## Records excerpted from a collection
****

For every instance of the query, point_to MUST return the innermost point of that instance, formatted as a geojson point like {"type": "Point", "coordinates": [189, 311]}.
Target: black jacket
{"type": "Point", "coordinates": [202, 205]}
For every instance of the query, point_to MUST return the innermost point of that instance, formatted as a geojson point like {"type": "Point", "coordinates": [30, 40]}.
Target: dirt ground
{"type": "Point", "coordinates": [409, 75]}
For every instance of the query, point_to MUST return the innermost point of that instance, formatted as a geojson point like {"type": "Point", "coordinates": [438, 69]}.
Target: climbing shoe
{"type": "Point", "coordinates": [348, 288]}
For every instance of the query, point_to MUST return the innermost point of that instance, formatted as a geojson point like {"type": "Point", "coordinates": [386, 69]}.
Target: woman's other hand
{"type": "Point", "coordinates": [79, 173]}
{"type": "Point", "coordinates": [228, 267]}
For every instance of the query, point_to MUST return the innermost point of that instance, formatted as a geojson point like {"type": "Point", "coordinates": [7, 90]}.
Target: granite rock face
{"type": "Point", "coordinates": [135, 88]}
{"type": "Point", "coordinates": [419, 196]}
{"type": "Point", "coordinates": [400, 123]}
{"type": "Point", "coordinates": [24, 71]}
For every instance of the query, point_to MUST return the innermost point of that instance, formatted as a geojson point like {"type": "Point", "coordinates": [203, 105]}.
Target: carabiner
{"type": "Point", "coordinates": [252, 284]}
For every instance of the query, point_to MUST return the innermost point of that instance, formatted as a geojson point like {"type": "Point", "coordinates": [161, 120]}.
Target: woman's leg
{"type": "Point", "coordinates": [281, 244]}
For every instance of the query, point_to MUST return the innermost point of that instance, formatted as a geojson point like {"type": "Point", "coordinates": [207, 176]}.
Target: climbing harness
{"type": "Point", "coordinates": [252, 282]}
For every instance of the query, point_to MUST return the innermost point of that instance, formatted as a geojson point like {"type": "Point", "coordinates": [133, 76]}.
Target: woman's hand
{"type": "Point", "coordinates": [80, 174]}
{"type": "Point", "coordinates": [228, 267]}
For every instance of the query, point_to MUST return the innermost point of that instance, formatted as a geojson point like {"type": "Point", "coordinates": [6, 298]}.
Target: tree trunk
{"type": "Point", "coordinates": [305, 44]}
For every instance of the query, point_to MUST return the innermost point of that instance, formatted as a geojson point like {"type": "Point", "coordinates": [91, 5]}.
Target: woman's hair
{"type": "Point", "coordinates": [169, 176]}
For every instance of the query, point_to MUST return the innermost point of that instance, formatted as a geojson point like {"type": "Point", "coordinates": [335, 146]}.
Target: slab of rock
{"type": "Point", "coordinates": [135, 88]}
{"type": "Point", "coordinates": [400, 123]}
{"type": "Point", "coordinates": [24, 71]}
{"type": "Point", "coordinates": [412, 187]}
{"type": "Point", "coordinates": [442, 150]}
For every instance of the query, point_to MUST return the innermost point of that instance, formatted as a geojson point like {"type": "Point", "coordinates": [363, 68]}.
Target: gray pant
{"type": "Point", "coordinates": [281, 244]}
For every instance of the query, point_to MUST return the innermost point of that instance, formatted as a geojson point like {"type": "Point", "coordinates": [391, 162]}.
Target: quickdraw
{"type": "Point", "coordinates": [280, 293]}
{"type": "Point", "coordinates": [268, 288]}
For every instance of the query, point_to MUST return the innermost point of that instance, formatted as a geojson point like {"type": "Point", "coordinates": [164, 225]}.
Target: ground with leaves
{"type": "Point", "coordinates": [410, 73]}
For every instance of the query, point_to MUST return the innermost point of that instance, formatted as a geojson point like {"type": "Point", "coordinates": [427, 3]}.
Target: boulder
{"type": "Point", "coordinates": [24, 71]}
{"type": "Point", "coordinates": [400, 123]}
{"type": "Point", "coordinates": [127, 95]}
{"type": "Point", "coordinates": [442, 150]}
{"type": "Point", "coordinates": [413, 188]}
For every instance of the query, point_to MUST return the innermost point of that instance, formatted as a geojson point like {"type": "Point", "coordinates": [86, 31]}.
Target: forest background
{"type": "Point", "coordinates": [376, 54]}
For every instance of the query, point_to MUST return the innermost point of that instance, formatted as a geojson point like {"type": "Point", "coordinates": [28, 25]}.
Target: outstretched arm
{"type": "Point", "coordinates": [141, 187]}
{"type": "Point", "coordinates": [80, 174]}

****

Set down all of the records shown above once more, exactly.

## SOLUTION FOR THIS PROBLEM
For every instance of the query, point_to MUST return the innermost point of that instance, formatted as a geojson point like {"type": "Point", "coordinates": [189, 311]}.
Target: black jacket
{"type": "Point", "coordinates": [202, 205]}
For every instance of the query, point_to MUST return the innermost point of that instance, formatted as a geojson point like {"type": "Point", "coordinates": [30, 40]}.
Target: dirt ground
{"type": "Point", "coordinates": [409, 75]}
For every instance of the query, point_to MUST return the innermost point of that instance, formatted as a geojson point like {"type": "Point", "coordinates": [438, 69]}.
Target: climbing shoe
{"type": "Point", "coordinates": [348, 288]}
For every instance of the query, point_to MUST return the innermost point of that instance, formatted as a geojson point like {"type": "Point", "coordinates": [386, 69]}.
Target: woman's other hand
{"type": "Point", "coordinates": [79, 173]}
{"type": "Point", "coordinates": [228, 267]}
For every instance of the query, point_to MUST return the innermost point of that instance, formatted as a geojson point like {"type": "Point", "coordinates": [7, 90]}.
Target: granite rock face
{"type": "Point", "coordinates": [135, 88]}
{"type": "Point", "coordinates": [419, 196]}
{"type": "Point", "coordinates": [400, 123]}
{"type": "Point", "coordinates": [24, 71]}
For every instance of the query, point_to MUST return the innermost point of that instance, formatted as a geojson point like {"type": "Point", "coordinates": [203, 105]}.
Target: carabiner
{"type": "Point", "coordinates": [252, 284]}
For every instance of the query, point_to MUST return the innermost point of that instance, formatted as a geojson point like {"type": "Point", "coordinates": [161, 120]}.
Target: woman's leg
{"type": "Point", "coordinates": [281, 244]}
For every instance of the query, point_to MUST return the innermost point of that instance, formatted as a geojson point like {"type": "Point", "coordinates": [207, 176]}.
Target: climbing harness
{"type": "Point", "coordinates": [252, 282]}
For every instance of the query, point_to MUST return the innermost point of that instance, formatted as a geojson point like {"type": "Point", "coordinates": [133, 76]}.
Target: woman's hand
{"type": "Point", "coordinates": [80, 174]}
{"type": "Point", "coordinates": [228, 267]}
For every instance of the query, point_to MUST return the innermost point of that instance, formatted as a geojson point like {"type": "Point", "coordinates": [6, 298]}.
Target: tree trunk
{"type": "Point", "coordinates": [305, 44]}
For every instance of the query, point_to MUST return the innermost point of that instance, formatted as a geojson point like {"type": "Point", "coordinates": [91, 5]}.
Target: woman's hair
{"type": "Point", "coordinates": [169, 176]}
For every instance of the query, point_to MUST return the innermost point of that instance, formatted as a geojson point like {"type": "Point", "coordinates": [335, 146]}.
Target: slab of rock
{"type": "Point", "coordinates": [135, 88]}
{"type": "Point", "coordinates": [400, 123]}
{"type": "Point", "coordinates": [24, 71]}
{"type": "Point", "coordinates": [412, 187]}
{"type": "Point", "coordinates": [442, 150]}
For every instance of the query, point_to MUST return the innermost point of that instance, formatted as a geojson point like {"type": "Point", "coordinates": [363, 68]}.
Target: gray pant
{"type": "Point", "coordinates": [281, 244]}
For every instance of the query, point_to MUST return the innermost point of that instance, formatted as a geojson point like {"type": "Point", "coordinates": [391, 162]}.
Target: quickdraw
{"type": "Point", "coordinates": [280, 293]}
{"type": "Point", "coordinates": [268, 288]}
For every instance of the query, point_to MUST return the innermost point of that instance, formatted as a geojson point like {"type": "Point", "coordinates": [164, 225]}.
Target: ground with leaves
{"type": "Point", "coordinates": [410, 73]}
For every instance of the query, point_to MUST return the innermost point of that instance, formatted as a geojson point like {"type": "Point", "coordinates": [427, 3]}.
Target: boulder
{"type": "Point", "coordinates": [24, 71]}
{"type": "Point", "coordinates": [400, 123]}
{"type": "Point", "coordinates": [127, 95]}
{"type": "Point", "coordinates": [442, 150]}
{"type": "Point", "coordinates": [413, 188]}
For every instance of the query, point_to MUST return the innermost point of that instance, formatted as a geojson point like {"type": "Point", "coordinates": [86, 31]}.
Target: forest background
{"type": "Point", "coordinates": [376, 54]}
For every instance of the query, point_to MUST return the innermost point of that instance, formatted as a geojson point like {"type": "Point", "coordinates": [28, 25]}.
Target: outstretched arm
{"type": "Point", "coordinates": [141, 187]}
{"type": "Point", "coordinates": [80, 174]}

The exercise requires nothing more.